▶ [TASK INSTRUCTIONS]
1. Please copy the passage from the Zambia child and youth care text below word for word, from "As country we" up to and including "per their mandates.".
2. Decide whether each statement agrees with the Zambia child and youth care text below, answering yes or no and quoting the words that settle it: (a) The writer first came in contact with CYC-Net in 1998. (b) CHIN stopped receiving the journal after 1999. (c) The writer accepted an invitation to sit on the CYC-Net Board of Governors.

▶ [TEXT SHOWN]
A new dawn for Child and Youth Care work in Zambia
This is a dream come true to most of us who have been working in the area of child and youth care here in Zambia for the last ten years. I remember when I first came in contact with CYC-Net in 1998 — I never thought that the link to day could lead us to where we are now.
It began with a visit from an official from the Royal Netherlands Embassy here in Lusaka to the Children In Need (CHIN) Network’s office. At the time I was working with CHIN as National Coordinator before moving to Project Concern International where I now work. In our discussions with the Embassy official, we mentioned several needs that we had in our task of networking. One of them was for more resource materials on various child care issues. The official immediately handed us a copy of South Africa's journal Child and Youth Care told us how to subscribe.
That same week as an organization we formerly introduced ourselves to Brian who felt moved by our need to grow professionally. He immediately put us on the mailing list for the journal, and CHIN has continued to receive that every month until today. The following year in 1999, I was invited to sit on the Board of Governors of CYC-Net, which I accepted and I am still a serving as a member of the CYC-Net board.
Many of our CHIN members had access to and became aware of the journal, though that was not enough to quench their thirst for learning more about child and youth care work. But at the time there was not much more that could have been done due to certain factors that were beyond CHIN's control. It is good to say that CYC-Net has not just been a source of inspiration; it has also been a source that has supplied power to light the minds of child and youth care workers.
As country we have experienced the great need to address issues affecting our children, ranging from HIV/AIDS to those of poverty and abuse. There has been a good response among many adult Zambians, many of whom have moved from just watching and discussing issues concerning children to action. Apparently, action to work with children has been motivated by spiritual inspiration, interpreted by many of us as a call to serve children. The responses to working with children, particularly those at risk, have resulted in the creation of several NGOs and CBOs, which respond to various child needs using different approaches as per their mandates.

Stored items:
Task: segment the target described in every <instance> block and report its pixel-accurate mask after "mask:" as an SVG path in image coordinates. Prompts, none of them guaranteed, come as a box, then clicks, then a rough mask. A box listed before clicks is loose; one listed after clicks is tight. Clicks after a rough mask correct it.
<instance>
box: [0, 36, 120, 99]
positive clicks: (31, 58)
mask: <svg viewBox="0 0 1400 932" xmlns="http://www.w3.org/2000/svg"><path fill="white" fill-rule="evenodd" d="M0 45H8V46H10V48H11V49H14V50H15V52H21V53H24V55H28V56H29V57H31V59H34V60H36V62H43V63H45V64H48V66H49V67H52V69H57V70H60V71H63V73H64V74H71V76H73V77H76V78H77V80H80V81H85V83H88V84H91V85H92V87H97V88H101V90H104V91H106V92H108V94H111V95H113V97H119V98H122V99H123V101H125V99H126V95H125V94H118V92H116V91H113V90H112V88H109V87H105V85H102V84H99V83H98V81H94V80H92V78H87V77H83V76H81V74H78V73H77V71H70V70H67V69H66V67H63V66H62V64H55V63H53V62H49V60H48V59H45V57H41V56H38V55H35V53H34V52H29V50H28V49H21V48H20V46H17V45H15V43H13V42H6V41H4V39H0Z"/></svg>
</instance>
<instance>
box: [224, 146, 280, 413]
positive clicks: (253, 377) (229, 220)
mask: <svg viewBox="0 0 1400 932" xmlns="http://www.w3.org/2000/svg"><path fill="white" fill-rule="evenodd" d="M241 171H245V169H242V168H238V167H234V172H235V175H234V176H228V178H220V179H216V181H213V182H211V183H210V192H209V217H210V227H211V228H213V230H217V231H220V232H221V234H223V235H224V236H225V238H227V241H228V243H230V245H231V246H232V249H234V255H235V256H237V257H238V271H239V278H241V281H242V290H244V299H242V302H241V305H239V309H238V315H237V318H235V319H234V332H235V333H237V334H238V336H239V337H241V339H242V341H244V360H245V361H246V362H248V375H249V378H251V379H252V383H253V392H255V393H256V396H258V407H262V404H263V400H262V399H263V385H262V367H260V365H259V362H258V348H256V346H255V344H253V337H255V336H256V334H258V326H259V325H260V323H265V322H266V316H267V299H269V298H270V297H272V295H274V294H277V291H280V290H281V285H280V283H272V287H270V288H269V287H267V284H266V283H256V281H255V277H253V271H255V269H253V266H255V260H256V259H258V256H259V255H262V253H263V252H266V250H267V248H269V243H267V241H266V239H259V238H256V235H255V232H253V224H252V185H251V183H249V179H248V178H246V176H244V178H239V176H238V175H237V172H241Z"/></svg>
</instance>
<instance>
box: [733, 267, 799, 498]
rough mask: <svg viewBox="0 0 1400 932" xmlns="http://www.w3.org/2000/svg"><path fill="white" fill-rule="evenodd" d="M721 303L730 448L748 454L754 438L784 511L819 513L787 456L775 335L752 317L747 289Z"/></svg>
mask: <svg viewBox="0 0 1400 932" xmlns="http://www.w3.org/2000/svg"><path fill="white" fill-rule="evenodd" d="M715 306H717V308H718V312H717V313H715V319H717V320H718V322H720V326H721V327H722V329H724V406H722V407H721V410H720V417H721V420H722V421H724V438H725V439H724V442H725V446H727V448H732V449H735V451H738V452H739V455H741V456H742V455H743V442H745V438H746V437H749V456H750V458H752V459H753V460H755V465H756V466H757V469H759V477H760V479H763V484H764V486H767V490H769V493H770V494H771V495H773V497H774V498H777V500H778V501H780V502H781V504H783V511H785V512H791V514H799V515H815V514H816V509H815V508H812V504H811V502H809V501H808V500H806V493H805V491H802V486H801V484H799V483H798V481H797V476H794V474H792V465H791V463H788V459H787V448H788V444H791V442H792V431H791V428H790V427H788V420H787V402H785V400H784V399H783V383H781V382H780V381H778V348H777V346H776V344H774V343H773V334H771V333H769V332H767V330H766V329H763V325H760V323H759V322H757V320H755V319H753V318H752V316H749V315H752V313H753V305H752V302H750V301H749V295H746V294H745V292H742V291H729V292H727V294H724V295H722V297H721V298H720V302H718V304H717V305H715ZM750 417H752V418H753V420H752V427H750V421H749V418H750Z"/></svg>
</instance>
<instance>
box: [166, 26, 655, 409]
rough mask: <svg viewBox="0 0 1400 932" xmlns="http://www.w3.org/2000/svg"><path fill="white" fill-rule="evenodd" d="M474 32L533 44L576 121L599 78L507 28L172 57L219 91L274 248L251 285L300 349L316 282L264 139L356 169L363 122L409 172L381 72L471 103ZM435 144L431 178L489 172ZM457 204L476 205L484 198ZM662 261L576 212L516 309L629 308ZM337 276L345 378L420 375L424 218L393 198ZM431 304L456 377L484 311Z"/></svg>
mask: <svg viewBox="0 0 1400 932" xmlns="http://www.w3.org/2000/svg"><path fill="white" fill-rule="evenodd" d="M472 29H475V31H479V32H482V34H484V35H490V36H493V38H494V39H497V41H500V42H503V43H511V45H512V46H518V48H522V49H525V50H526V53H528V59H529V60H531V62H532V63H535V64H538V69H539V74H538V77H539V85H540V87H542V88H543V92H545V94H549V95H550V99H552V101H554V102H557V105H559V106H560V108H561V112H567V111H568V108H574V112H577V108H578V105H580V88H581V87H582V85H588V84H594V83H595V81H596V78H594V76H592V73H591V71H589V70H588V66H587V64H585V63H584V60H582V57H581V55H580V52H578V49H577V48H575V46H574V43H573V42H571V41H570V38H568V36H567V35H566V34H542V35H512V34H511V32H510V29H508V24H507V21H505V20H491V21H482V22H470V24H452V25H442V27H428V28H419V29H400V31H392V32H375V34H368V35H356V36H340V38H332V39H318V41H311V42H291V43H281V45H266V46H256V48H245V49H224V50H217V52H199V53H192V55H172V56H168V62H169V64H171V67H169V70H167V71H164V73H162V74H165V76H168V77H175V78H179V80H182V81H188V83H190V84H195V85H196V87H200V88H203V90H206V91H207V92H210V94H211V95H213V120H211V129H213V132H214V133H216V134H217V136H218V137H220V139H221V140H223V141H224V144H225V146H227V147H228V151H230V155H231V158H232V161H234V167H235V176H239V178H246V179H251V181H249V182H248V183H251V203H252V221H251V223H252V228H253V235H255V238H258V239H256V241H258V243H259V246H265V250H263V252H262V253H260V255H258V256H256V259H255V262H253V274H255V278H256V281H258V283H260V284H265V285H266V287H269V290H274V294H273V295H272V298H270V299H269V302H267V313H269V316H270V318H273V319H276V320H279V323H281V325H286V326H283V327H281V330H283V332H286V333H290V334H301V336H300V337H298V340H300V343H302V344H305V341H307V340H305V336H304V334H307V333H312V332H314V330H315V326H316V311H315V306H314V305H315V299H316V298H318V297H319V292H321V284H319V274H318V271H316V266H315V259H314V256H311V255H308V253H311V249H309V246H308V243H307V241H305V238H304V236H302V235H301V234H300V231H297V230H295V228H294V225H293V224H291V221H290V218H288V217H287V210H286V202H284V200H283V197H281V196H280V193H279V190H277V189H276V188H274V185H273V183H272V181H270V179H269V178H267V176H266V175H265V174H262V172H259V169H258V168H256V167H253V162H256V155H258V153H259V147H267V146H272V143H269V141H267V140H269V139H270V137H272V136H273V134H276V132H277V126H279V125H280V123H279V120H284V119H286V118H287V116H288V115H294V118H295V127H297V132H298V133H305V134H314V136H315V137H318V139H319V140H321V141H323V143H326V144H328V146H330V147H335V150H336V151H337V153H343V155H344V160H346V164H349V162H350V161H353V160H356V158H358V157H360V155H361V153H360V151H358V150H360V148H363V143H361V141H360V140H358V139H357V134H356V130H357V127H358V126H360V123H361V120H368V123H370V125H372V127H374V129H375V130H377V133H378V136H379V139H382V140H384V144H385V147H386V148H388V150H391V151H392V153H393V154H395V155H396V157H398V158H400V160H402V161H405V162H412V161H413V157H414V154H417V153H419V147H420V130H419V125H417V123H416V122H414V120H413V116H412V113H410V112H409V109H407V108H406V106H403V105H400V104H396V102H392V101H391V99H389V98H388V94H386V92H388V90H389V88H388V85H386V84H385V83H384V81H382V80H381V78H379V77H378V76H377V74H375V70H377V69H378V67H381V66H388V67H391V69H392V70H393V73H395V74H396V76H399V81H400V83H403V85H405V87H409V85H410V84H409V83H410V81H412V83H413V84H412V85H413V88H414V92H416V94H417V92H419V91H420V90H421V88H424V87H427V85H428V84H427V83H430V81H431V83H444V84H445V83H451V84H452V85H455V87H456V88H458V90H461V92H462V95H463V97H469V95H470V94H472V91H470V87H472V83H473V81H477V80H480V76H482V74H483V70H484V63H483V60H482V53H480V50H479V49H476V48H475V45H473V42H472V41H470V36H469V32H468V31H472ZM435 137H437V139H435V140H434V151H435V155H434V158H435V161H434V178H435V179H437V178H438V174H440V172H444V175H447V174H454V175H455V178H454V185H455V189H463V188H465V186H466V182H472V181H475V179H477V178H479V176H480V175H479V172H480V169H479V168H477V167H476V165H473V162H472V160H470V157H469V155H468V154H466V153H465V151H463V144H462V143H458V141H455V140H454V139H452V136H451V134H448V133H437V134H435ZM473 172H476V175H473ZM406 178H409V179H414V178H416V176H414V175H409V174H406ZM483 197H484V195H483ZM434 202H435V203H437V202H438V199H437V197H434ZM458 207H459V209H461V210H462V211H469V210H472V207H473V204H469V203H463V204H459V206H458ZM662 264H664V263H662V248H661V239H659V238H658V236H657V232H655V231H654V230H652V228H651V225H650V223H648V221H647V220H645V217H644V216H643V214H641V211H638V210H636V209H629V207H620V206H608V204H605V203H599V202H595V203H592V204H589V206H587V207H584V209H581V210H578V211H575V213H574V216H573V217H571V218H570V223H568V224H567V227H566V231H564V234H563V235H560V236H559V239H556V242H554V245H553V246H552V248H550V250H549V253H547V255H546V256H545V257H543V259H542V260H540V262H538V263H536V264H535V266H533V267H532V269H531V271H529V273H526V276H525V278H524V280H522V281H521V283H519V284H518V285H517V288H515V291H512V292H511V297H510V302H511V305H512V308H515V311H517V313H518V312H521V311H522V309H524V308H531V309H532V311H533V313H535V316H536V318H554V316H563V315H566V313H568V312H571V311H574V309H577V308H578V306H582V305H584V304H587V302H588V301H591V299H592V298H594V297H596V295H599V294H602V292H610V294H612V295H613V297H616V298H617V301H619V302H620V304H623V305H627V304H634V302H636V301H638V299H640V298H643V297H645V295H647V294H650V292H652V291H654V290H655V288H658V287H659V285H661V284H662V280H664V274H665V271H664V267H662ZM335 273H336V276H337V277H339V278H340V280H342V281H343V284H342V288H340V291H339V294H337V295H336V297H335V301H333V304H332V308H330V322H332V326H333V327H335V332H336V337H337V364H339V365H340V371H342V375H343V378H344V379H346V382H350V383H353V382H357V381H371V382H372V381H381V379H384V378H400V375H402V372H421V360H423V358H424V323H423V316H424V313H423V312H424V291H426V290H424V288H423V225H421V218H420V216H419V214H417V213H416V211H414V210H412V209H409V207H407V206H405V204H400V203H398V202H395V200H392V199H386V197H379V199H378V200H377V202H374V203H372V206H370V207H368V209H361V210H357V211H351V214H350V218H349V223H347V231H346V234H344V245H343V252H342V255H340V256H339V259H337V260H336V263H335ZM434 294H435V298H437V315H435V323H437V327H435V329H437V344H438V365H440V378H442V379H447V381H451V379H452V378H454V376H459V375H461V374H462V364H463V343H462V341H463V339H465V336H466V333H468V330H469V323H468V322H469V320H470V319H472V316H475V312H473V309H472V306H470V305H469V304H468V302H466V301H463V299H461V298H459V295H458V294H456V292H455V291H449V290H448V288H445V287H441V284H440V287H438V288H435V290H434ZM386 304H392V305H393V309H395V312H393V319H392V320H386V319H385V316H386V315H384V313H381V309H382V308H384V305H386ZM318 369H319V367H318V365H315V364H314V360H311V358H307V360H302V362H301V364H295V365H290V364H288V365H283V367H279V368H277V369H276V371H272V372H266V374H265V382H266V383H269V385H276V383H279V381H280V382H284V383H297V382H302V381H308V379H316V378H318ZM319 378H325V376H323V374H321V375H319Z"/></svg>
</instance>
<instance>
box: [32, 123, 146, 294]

▶ [RESPONSES BY TASK]
1.
As country we have experienced the great need to address issues affecting our children, ranging from HIV/AIDS to those of poverty and abuse. There has been a good response among many adult Zambians, many of whom have moved from just watching and discussing issues concerning children to action. Apparently, action to work with children has been motivated by spiritual inspiration, interpreted by many of us as a call to serve children. The responses to working with children, particularly those at risk, have resulted in the creation of several NGOs and CBOs, which respond to various child needs using different approaches as per their mandates.

2.
(a) Yes: "I remember when I first came in contact with CYC-Net in 1998"
(b) No: "CHIN has continued to receive that every month until today"
(c) Yes: "I was invited to sit on the Board of Governors of CYC-Net, which I accepted"